> **Written request 1**:
In the listing below, copy out verbatim everything from the line containing "Where can the upper" down to the line containing "pixel 354 135", with both of those lines included.

[BEGIN Page extract]

How A Great Product Can Be Bad News: Apple, iPad, and the Closed Mac - BSeward
http://createdigitalmusic.com/2010/01/27/how-a-great-product-can-be-bad-news-apple-ipad-and-the-closed-mac/

======
MrSartorial
That Apple is creating a closed system is of little surprise. Steve Jobs is
all about control. It works in the short term, but I believe it will bite them
in the ass over the long-term.

Making use of a closed-system and trying to be the best in a category assumes
that you have access to the most brilliant minds in that field, and the most
brilliant marketing campaign. What makes Apple great? Well, they can control
every aspect of their production because they own all their own tools and can
keep out the crap. Also, they have slick industrial design. For now they also
have some of the most brilliant minds in the industry, but not all of them.
This is why they will never achieve world domination with their products. I
suppose I could make use of their own advertising to make an example : "I'm a
mac, I'm a PC". You are either an apple person or you're not. Their closed-
system allows little flexibility. They would be doomed to what they used to be
were it not for them opening their file formats to standards.

[END Page extract]
[BEGIN Material for the task]

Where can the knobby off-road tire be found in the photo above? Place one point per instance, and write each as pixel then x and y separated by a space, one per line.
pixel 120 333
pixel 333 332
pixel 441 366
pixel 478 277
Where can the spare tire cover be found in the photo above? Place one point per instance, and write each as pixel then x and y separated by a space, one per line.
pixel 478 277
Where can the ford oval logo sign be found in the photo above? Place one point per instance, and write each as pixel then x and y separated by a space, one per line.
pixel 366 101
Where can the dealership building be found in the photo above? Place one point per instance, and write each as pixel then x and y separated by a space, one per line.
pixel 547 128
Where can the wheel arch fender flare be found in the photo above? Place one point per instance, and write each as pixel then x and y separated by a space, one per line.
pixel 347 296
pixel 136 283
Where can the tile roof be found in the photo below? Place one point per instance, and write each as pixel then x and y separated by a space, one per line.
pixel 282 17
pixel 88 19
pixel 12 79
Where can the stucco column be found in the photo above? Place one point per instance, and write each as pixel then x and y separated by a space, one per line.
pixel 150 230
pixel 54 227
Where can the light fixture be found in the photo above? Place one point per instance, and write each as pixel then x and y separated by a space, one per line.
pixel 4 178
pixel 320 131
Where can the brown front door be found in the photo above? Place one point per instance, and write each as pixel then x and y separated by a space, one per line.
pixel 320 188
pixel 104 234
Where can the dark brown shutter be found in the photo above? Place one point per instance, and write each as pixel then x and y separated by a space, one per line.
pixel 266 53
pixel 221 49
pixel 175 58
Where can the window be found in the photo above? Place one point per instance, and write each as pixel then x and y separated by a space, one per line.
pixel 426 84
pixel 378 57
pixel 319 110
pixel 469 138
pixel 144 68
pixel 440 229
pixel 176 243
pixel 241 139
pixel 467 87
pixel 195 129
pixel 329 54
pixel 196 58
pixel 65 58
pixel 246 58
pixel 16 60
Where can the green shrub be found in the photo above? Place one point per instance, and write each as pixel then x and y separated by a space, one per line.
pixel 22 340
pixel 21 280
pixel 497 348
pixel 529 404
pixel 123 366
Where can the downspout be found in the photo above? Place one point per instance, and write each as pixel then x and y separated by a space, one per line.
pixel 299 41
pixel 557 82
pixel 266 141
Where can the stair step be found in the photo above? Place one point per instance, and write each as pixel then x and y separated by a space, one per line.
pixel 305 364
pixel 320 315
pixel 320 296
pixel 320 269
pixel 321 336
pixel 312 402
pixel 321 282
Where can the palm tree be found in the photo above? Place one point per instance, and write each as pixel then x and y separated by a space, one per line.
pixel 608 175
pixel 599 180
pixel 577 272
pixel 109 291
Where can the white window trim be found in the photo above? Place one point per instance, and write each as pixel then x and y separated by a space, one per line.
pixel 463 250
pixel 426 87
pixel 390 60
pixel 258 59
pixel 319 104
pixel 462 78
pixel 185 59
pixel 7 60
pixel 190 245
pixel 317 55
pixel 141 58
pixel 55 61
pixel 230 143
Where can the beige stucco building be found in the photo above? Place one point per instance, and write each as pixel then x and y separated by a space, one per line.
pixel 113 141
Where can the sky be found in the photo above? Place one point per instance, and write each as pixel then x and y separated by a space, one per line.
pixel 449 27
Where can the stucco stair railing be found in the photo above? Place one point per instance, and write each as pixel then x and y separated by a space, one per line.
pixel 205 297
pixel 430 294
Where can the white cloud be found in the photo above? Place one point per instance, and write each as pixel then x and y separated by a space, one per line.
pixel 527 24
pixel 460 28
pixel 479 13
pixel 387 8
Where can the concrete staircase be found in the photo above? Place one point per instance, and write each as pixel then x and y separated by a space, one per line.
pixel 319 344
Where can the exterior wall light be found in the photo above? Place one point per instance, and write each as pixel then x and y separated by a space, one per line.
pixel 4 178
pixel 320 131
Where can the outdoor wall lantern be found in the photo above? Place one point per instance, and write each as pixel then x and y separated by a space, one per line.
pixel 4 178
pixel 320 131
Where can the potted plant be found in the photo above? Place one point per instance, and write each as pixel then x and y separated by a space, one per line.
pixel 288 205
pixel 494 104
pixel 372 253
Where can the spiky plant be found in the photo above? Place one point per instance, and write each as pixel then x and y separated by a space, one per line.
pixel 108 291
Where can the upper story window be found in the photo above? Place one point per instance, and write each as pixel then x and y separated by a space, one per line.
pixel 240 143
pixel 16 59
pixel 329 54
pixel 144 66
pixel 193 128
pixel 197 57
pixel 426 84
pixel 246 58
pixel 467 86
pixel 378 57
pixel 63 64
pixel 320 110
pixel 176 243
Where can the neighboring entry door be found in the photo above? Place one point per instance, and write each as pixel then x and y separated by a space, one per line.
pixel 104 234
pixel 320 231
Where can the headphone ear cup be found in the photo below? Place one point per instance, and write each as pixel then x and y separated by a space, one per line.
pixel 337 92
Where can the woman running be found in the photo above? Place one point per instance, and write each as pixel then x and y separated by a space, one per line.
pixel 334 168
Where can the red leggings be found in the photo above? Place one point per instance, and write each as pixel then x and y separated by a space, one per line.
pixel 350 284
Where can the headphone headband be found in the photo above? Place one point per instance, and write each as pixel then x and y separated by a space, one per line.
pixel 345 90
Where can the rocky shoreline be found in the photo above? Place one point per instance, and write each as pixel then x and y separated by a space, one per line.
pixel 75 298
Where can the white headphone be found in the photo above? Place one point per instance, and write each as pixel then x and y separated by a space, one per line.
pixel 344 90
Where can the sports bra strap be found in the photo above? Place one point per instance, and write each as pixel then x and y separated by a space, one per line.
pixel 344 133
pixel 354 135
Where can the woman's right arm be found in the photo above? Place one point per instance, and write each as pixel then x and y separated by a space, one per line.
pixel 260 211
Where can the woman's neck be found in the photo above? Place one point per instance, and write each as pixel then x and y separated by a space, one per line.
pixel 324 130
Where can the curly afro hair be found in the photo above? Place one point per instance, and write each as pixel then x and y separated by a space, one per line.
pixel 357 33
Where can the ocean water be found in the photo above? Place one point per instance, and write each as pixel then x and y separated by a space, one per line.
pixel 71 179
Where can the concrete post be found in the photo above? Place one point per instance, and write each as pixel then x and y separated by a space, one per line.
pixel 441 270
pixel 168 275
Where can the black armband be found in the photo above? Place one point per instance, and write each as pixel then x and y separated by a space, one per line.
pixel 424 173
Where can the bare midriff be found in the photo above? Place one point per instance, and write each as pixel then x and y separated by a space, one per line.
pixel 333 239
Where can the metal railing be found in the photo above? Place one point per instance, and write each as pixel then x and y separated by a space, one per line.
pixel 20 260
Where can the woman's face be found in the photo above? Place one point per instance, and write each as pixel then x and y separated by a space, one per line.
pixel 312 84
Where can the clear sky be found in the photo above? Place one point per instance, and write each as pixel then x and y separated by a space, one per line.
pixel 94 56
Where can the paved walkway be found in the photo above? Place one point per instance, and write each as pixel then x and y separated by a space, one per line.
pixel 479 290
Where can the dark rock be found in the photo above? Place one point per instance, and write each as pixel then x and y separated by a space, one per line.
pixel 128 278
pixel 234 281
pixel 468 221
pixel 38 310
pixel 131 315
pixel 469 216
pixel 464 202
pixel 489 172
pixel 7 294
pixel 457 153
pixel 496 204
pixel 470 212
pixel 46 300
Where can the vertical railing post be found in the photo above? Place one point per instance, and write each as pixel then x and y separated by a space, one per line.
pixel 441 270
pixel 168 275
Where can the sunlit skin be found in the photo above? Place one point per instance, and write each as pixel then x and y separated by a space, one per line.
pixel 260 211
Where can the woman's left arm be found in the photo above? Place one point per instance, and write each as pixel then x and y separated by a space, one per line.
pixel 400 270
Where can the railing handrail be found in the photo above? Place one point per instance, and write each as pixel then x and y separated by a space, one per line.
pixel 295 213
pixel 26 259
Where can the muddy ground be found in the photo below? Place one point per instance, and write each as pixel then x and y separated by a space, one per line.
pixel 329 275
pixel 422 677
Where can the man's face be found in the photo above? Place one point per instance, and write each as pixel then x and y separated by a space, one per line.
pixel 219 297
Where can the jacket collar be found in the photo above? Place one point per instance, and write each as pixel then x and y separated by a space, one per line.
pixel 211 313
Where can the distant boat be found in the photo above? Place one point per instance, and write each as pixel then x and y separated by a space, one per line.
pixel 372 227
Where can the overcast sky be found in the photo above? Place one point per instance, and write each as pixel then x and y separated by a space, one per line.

[END Material for the task]

> **Written request 2**:
In the comment on Apple's closed system, what does the writer say kept Apple from being doomed to what it used to be?

> **Problem solution 1**:
Where can the upper story window be found in the photo above? Place one point per instance, and write each as pixel then x and y separated by a space, one per line.
pixel 240 143
pixel 16 59
pixel 329 54
pixel 144 66
pixel 193 128
pixel 197 57
pixel 426 84
pixel 246 58
pixel 467 86
pixel 378 57
pixel 63 64
pixel 320 110
pixel 176 243
Where can the neighboring entry door be found in the photo above? Place one point per instance, and write each as pixel then x and y separated by a space, one per line.
pixel 104 234
pixel 320 231
Where can the headphone ear cup be found in the photo below? Place one point per instance, and write each as pixel then x and y separated by a space, one per line.
pixel 337 92
Where can the woman running be found in the photo above? Place one point per instance, and write each as pixel then x and y separated by a space, one per line.
pixel 334 168
Where can the red leggings be found in the photo above? Place one point per instance, and write each as pixel then x and y separated by a space, one per line.
pixel 350 284
Where can the headphone headband be found in the photo above? Place one point per instance, and write each as pixel then x and y separated by a space, one per line.
pixel 345 90
Where can the rocky shoreline be found in the photo above? Place one point per instance, and write each as pixel then x and y separated by a space, one per line.
pixel 75 298
Where can the white headphone be found in the photo above? Place one point per instance, and write each as pixel then x and y separated by a space, one per line.
pixel 344 90
Where can the sports bra strap be found in the photo above? Place one point per instance, and write each as pixel then x and y separated by a space, one per line.
pixel 344 133
pixel 354 135

> **Problem solution 2**:
Opening its file formats to standards.